▸ Directions for this task: Copy every line of the rows below word for word, but leave out the pictures.

[Region annotation rows]
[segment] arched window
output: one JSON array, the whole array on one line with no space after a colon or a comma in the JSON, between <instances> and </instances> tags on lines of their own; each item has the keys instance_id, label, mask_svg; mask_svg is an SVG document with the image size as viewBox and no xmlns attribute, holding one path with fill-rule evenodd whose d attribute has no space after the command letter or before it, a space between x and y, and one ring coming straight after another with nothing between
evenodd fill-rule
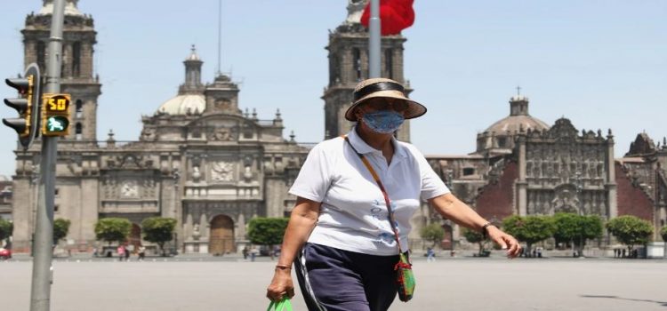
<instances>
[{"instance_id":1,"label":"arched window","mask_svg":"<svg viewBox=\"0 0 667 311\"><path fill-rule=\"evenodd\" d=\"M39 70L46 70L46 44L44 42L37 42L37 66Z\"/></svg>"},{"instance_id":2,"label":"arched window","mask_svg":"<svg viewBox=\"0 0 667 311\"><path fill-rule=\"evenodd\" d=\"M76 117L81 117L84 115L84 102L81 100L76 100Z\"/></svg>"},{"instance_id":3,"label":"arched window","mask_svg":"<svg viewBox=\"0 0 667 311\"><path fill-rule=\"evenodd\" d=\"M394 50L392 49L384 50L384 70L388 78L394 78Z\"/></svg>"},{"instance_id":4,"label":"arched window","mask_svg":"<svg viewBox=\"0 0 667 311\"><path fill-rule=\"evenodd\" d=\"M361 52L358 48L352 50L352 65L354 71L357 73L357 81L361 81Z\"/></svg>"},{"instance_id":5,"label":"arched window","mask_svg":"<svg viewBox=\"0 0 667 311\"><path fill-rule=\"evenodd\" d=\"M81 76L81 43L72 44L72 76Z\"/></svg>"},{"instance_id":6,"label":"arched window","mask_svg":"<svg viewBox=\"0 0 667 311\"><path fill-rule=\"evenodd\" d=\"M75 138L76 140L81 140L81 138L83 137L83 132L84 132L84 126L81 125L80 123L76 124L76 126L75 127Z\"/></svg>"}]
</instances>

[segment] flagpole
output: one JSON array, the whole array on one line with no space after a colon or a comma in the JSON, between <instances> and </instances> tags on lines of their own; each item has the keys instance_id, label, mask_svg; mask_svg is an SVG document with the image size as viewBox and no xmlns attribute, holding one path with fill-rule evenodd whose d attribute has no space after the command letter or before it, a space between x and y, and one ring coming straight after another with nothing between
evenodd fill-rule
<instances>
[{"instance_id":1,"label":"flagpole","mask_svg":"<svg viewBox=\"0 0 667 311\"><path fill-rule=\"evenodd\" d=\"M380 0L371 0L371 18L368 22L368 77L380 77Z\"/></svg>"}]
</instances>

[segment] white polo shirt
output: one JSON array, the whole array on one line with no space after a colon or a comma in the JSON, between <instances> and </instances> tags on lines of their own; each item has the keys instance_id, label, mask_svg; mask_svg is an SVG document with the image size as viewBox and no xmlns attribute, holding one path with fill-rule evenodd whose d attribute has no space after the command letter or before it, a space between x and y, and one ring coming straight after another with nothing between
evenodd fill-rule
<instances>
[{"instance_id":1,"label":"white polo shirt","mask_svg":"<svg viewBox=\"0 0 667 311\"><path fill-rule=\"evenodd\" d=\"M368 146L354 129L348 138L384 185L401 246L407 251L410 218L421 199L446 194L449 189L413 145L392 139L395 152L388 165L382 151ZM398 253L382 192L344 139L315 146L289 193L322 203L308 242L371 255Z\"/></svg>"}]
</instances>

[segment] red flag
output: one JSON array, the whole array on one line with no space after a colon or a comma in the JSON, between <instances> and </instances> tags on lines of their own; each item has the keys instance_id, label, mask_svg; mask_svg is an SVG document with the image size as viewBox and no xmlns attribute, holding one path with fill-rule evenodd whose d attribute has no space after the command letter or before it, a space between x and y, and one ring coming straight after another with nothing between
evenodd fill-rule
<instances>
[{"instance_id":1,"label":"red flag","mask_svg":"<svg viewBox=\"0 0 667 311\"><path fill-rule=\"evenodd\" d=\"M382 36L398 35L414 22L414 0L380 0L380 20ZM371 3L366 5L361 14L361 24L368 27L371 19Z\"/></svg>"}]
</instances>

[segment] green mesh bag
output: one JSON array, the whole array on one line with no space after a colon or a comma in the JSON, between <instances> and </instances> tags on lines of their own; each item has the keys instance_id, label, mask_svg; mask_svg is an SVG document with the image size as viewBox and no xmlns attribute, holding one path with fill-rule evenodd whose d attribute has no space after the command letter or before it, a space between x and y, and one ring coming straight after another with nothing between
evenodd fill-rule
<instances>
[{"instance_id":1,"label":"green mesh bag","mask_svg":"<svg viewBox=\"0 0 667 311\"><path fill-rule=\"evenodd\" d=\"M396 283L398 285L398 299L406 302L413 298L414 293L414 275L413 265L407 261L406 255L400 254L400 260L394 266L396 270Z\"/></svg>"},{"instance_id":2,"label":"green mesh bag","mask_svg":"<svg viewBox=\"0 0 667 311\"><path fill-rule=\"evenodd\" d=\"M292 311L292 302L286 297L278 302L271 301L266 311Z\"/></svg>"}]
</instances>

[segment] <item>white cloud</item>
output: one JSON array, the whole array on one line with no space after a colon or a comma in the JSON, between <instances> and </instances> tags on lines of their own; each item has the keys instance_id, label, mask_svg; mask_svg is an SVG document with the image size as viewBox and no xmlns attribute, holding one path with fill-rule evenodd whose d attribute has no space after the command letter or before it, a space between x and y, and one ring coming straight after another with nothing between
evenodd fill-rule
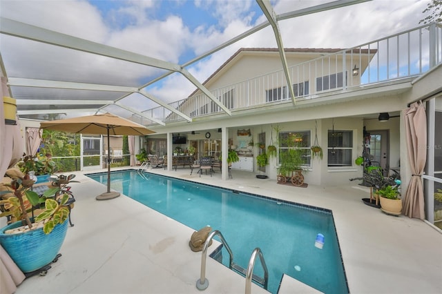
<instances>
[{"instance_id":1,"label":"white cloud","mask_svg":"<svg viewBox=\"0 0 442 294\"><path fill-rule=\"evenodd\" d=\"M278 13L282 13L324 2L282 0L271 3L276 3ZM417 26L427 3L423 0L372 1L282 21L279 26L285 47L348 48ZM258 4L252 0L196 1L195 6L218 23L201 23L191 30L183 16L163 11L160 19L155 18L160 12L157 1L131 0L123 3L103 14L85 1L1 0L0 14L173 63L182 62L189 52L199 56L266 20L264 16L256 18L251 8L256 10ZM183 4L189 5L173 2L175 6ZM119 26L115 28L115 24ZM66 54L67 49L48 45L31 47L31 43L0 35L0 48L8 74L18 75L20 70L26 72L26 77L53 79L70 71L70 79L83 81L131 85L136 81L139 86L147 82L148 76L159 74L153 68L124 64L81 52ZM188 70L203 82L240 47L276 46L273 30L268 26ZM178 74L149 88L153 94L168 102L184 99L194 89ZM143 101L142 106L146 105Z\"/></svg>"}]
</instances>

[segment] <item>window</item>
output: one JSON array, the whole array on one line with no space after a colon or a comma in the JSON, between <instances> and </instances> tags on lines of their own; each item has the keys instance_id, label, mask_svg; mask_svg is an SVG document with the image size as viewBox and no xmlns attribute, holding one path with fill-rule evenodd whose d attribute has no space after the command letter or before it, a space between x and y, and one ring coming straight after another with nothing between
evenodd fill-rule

▸ Reply to the exercise:
[segment] arched window
output: one JSON array, the whole array on one line with no space after a colon or a comma in the JSON, between <instances> and </instances> tags on lines of their own; each item has the keys instance_id, label, mask_svg; mask_svg is an SVG document with the image size as viewBox and no xmlns attribute, holding one path with fill-rule evenodd whose d attribute has no space after the command letter or before it, a space between x and y, and one ring coming straight after another with nothing between
evenodd fill-rule
<instances>
[{"instance_id":1,"label":"arched window","mask_svg":"<svg viewBox=\"0 0 667 311\"><path fill-rule=\"evenodd\" d=\"M39 70L46 70L46 44L44 42L37 42L37 66Z\"/></svg>"},{"instance_id":2,"label":"arched window","mask_svg":"<svg viewBox=\"0 0 667 311\"><path fill-rule=\"evenodd\" d=\"M76 117L81 117L84 115L84 102L81 100L76 100Z\"/></svg>"},{"instance_id":3,"label":"arched window","mask_svg":"<svg viewBox=\"0 0 667 311\"><path fill-rule=\"evenodd\" d=\"M394 50L392 49L384 50L384 70L388 78L394 78Z\"/></svg>"},{"instance_id":4,"label":"arched window","mask_svg":"<svg viewBox=\"0 0 667 311\"><path fill-rule=\"evenodd\" d=\"M361 52L358 48L352 50L352 65L354 71L357 73L357 81L361 81Z\"/></svg>"},{"instance_id":5,"label":"arched window","mask_svg":"<svg viewBox=\"0 0 667 311\"><path fill-rule=\"evenodd\" d=\"M81 76L81 43L72 44L72 76Z\"/></svg>"},{"instance_id":6,"label":"arched window","mask_svg":"<svg viewBox=\"0 0 667 311\"><path fill-rule=\"evenodd\" d=\"M75 138L76 140L81 140L81 138L83 137L83 132L84 132L84 126L81 125L80 123L76 124L76 126L75 127Z\"/></svg>"}]
</instances>

[segment] flagpole
output: one JSON array, the whole array on one line with no space after a colon or a comma in the JSON, between <instances> and </instances> tags on lines of their own; each item has the keys instance_id, label, mask_svg; mask_svg is an SVG document with the image size as viewBox and no xmlns attribute, holding one path with fill-rule evenodd whose d attribute has no space after the command letter or before it, a space between x and y, and one ring coming straight after another with nothing between
evenodd fill-rule
<instances>
[{"instance_id":1,"label":"flagpole","mask_svg":"<svg viewBox=\"0 0 667 311\"><path fill-rule=\"evenodd\" d=\"M380 0L371 0L371 18L368 22L368 77L380 77Z\"/></svg>"}]
</instances>

[segment] white polo shirt
output: one JSON array, the whole array on one line with no space after a colon or a comma in the JSON, between <instances> and </instances> tags on lines of their own; each item has the keys instance_id, label, mask_svg; mask_svg is an SVG document with the image size as viewBox and no xmlns attribute, holding one path with fill-rule evenodd whose d attribute has no space after the command letter or before it, a space between x and y, and one ring coming straight after another with nothing between
evenodd fill-rule
<instances>
[{"instance_id":1,"label":"white polo shirt","mask_svg":"<svg viewBox=\"0 0 667 311\"><path fill-rule=\"evenodd\" d=\"M368 146L354 129L348 138L384 185L401 246L407 251L410 218L421 199L446 194L449 189L413 145L392 139L395 152L388 165L382 151ZM398 253L382 192L344 139L315 146L289 193L322 203L308 242L371 255Z\"/></svg>"}]
</instances>

[segment] red flag
output: one JSON array, the whole array on one line with no space after a colon or a comma in the JSON, between <instances> and </instances> tags on lines of their own; each item has the keys instance_id, label, mask_svg; mask_svg is an SVG document with the image size as viewBox and no xmlns attribute, holding one path with fill-rule evenodd whose d attribute has no space after the command letter or before it, a space between x and y, and one ring coming straight after another with nothing between
evenodd fill-rule
<instances>
[{"instance_id":1,"label":"red flag","mask_svg":"<svg viewBox=\"0 0 667 311\"><path fill-rule=\"evenodd\" d=\"M382 36L398 35L414 22L414 0L380 0L380 20ZM371 3L366 5L361 14L361 24L368 27L371 19Z\"/></svg>"}]
</instances>

[segment] green mesh bag
output: one JSON array, the whole array on one line with no space after a colon or a comma in the JSON, between <instances> and </instances> tags on lines of their own; each item has the keys instance_id, label, mask_svg; mask_svg is an SVG document with the image size as viewBox and no xmlns attribute, holding one path with fill-rule evenodd whose d attribute has no space after the command letter or before it, a space between x and y, and one ring coming straight after another with nothing between
evenodd fill-rule
<instances>
[{"instance_id":1,"label":"green mesh bag","mask_svg":"<svg viewBox=\"0 0 667 311\"><path fill-rule=\"evenodd\" d=\"M396 283L398 285L398 299L406 302L413 298L414 293L414 275L413 265L407 261L406 255L400 254L400 260L394 266L396 270Z\"/></svg>"},{"instance_id":2,"label":"green mesh bag","mask_svg":"<svg viewBox=\"0 0 667 311\"><path fill-rule=\"evenodd\" d=\"M292 311L292 302L286 297L278 302L271 301L266 311Z\"/></svg>"}]
</instances>

[segment] <item>white cloud</item>
output: one JSON array, the whole array on one line with no space after a colon or a comma in the JSON, between <instances> and </instances> tags on lines of their own; each item has the keys instance_id, label, mask_svg; mask_svg is an SVG document with the image size as viewBox and no xmlns attribute, holding one path with fill-rule evenodd whose d attribute has no space after the command letter or before it, a space between x and y, and one ring coming straight after another with nothing between
evenodd fill-rule
<instances>
[{"instance_id":1,"label":"white cloud","mask_svg":"<svg viewBox=\"0 0 442 294\"><path fill-rule=\"evenodd\" d=\"M278 13L282 13L324 2L282 0L271 3L276 3ZM417 26L427 3L423 0L372 1L282 21L279 26L285 47L348 48ZM258 4L252 0L196 1L195 6L218 23L201 23L191 30L183 16L163 11L160 19L155 18L160 12L157 1L131 0L123 3L103 14L85 1L1 0L0 14L173 63L182 62L189 52L199 56L266 20L264 16L256 18L251 8L256 10ZM183 4L189 5L173 2L175 6ZM119 26L115 28L115 24ZM66 54L67 49L48 45L31 47L31 43L0 35L0 48L8 74L18 75L20 70L26 72L26 77L53 79L70 71L70 79L83 81L131 85L136 81L139 86L147 82L148 76L159 74L153 68L124 64L81 52ZM188 70L203 82L240 47L276 46L273 30L268 26ZM178 74L149 88L153 94L168 102L184 99L194 89ZM143 101L142 106L146 105Z\"/></svg>"}]
</instances>

[segment] <item>window</item>
output: one JSON array, the whole array on one line with no space after a colon or a comma in the JSON, between <instances> and </instances> tags on lines of their own; each item has the keys instance_id, label, mask_svg; mask_svg is an SVG document with the image size as viewBox and no xmlns attribute, holding one path with fill-rule evenodd whose d attribute has no space after the command letter or before it, a space between x and y, and one ring coming straight after another with nothing between
evenodd fill-rule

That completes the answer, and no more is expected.